Required task -> Copy the stretch from the first line through the line containing "(1089, 450)", swapping "white hull boat" for "white boat" and leaving everything else unchanged.

_ _ _ _

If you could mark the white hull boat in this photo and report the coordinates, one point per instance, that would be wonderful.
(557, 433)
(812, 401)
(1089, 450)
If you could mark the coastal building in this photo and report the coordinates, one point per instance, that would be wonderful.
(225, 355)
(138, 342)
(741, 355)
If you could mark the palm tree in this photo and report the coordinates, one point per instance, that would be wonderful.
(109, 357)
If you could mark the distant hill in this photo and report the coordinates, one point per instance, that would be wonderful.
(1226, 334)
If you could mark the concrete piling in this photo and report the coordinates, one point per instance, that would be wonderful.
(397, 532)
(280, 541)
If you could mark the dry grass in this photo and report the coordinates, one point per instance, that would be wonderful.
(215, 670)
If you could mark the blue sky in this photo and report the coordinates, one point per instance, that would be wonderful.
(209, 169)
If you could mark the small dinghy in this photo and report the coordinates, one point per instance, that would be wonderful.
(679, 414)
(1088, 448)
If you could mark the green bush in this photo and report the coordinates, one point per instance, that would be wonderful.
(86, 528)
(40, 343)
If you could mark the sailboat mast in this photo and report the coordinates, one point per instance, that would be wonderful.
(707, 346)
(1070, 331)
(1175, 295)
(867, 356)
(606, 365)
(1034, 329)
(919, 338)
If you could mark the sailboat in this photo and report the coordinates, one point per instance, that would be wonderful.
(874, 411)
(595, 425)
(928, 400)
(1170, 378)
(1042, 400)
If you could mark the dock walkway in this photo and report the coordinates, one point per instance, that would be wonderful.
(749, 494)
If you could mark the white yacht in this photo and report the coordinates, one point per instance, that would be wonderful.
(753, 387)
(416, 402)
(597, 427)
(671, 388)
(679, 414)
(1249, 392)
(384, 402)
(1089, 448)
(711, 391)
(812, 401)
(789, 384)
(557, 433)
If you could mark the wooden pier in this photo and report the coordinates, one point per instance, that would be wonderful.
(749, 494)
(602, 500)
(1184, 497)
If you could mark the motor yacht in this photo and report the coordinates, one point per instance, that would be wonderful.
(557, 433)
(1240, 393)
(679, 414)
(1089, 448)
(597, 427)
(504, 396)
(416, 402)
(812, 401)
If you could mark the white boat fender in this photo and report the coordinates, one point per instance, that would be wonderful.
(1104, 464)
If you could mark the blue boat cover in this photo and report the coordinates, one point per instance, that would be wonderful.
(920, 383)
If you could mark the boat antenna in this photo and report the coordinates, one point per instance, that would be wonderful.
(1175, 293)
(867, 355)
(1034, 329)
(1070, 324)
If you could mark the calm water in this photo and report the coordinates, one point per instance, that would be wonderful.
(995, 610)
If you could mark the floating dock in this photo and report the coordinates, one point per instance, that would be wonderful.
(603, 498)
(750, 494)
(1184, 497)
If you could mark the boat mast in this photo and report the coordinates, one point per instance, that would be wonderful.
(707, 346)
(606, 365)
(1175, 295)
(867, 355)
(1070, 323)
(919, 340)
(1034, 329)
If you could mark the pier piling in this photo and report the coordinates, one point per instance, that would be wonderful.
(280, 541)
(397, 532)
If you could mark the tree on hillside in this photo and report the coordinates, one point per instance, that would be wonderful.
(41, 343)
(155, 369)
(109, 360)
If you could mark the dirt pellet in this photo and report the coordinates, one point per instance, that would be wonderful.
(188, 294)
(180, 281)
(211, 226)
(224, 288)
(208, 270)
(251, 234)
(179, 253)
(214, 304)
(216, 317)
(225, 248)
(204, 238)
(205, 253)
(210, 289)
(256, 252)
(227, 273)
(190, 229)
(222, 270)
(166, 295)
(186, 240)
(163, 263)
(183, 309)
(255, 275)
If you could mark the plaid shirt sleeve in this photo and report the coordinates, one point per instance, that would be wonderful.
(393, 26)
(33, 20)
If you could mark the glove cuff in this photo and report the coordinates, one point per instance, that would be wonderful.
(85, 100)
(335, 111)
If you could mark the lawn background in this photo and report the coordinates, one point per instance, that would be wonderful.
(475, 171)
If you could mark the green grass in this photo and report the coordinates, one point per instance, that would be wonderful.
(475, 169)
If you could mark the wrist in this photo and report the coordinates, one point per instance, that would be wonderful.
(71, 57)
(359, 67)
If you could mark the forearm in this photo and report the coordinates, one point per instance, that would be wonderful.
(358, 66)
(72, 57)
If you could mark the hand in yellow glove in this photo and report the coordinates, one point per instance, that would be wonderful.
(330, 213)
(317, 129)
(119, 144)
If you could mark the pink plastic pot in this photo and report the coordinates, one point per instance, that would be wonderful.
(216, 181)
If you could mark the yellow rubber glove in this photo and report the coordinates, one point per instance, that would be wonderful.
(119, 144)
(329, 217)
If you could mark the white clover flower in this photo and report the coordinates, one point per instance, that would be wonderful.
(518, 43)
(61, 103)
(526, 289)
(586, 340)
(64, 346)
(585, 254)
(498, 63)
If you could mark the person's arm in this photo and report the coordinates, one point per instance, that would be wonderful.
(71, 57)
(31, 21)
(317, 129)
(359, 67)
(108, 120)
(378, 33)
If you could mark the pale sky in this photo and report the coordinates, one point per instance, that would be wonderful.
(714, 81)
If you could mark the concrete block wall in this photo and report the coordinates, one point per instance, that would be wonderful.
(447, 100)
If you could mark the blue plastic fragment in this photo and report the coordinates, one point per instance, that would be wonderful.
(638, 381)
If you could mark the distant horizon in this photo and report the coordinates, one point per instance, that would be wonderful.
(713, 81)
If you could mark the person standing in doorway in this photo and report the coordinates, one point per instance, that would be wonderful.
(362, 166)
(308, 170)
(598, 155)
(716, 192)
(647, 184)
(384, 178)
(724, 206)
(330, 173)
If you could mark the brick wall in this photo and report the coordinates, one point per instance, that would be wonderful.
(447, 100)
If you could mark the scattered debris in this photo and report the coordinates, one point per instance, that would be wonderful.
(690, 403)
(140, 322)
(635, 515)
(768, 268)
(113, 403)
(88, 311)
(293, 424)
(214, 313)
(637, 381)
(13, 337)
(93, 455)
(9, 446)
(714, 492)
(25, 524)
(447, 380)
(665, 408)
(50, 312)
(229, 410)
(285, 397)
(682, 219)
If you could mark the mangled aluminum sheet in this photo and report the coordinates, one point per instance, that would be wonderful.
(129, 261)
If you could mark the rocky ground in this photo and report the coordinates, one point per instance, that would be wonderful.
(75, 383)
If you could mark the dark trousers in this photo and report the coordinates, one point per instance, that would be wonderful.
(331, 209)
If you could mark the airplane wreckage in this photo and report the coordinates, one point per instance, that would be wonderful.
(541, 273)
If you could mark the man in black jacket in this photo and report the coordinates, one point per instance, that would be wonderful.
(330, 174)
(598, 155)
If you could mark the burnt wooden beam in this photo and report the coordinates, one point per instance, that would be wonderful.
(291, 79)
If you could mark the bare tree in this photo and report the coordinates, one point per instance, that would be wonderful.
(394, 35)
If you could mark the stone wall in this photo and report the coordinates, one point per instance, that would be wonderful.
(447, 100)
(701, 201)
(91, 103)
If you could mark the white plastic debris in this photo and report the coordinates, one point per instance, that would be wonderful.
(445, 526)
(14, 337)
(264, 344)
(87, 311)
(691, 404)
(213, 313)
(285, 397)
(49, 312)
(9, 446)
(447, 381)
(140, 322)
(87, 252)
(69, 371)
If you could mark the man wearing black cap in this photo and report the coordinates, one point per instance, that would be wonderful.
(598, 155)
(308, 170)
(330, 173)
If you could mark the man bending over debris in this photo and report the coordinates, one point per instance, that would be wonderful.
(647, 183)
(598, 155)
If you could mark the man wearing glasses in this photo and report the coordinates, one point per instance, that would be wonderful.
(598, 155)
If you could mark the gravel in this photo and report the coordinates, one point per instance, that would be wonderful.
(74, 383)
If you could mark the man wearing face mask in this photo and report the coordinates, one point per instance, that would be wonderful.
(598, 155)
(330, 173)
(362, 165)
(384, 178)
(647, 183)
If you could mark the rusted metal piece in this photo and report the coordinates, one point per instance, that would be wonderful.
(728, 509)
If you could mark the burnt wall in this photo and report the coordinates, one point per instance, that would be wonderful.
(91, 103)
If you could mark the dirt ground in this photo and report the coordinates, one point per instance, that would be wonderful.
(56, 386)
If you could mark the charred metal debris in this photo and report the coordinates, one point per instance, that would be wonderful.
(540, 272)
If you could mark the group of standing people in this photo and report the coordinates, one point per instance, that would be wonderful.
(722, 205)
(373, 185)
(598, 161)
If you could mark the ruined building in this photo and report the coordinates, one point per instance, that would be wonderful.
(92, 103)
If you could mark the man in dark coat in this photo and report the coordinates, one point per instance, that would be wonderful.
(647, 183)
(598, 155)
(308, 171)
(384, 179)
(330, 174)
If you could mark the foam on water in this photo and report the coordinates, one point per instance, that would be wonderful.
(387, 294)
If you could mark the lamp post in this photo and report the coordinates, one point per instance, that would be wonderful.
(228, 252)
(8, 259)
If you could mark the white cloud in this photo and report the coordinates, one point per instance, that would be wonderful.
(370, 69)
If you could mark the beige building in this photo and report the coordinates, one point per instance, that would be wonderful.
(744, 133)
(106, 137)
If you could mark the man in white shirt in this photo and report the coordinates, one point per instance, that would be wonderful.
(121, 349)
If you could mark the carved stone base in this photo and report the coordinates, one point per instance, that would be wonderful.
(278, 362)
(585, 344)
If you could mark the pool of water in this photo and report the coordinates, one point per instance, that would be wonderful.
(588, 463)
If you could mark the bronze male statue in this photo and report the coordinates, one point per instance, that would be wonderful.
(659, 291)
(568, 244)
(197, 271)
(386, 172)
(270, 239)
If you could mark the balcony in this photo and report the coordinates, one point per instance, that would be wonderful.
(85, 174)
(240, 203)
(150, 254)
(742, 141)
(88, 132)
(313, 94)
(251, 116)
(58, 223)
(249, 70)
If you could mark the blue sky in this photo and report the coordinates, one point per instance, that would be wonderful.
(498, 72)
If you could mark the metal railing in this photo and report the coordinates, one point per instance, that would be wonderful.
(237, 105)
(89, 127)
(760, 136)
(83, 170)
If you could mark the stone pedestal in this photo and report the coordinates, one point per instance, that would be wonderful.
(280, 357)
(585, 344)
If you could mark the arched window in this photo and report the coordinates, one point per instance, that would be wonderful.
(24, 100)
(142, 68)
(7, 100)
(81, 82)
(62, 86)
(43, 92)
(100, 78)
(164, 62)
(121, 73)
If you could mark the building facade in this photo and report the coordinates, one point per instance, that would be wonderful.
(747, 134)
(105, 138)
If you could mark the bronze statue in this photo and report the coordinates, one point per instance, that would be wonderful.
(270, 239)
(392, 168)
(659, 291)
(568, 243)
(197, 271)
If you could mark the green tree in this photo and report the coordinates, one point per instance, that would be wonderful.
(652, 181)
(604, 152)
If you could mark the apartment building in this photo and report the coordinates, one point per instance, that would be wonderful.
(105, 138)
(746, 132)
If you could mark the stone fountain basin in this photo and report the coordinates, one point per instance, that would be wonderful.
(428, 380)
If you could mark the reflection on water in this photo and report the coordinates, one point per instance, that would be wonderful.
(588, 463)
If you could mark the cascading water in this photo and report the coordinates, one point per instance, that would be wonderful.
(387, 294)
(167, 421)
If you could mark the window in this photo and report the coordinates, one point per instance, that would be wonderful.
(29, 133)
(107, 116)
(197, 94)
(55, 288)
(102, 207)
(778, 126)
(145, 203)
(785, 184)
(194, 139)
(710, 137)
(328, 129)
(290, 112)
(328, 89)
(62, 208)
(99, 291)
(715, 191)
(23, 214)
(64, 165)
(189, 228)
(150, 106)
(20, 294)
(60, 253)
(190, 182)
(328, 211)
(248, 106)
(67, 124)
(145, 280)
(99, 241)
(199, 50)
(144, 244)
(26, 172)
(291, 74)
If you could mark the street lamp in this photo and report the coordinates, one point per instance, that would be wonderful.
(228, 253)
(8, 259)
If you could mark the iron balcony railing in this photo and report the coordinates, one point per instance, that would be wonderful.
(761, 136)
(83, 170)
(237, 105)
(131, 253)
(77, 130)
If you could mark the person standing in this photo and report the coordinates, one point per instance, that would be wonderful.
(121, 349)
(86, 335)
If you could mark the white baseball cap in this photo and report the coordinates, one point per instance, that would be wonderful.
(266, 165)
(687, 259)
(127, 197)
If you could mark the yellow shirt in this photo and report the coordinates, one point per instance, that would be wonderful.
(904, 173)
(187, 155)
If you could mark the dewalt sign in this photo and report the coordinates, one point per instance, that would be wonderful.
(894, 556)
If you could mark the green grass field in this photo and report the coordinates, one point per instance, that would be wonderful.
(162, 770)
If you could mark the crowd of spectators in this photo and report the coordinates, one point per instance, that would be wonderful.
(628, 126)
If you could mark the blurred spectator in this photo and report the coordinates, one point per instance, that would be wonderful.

_ _ _ _

Expected answer ->
If you could mark the white boat in this photo and report the coordinates, one point per instance, that would be wonderful.
(557, 433)
(812, 401)
(1089, 450)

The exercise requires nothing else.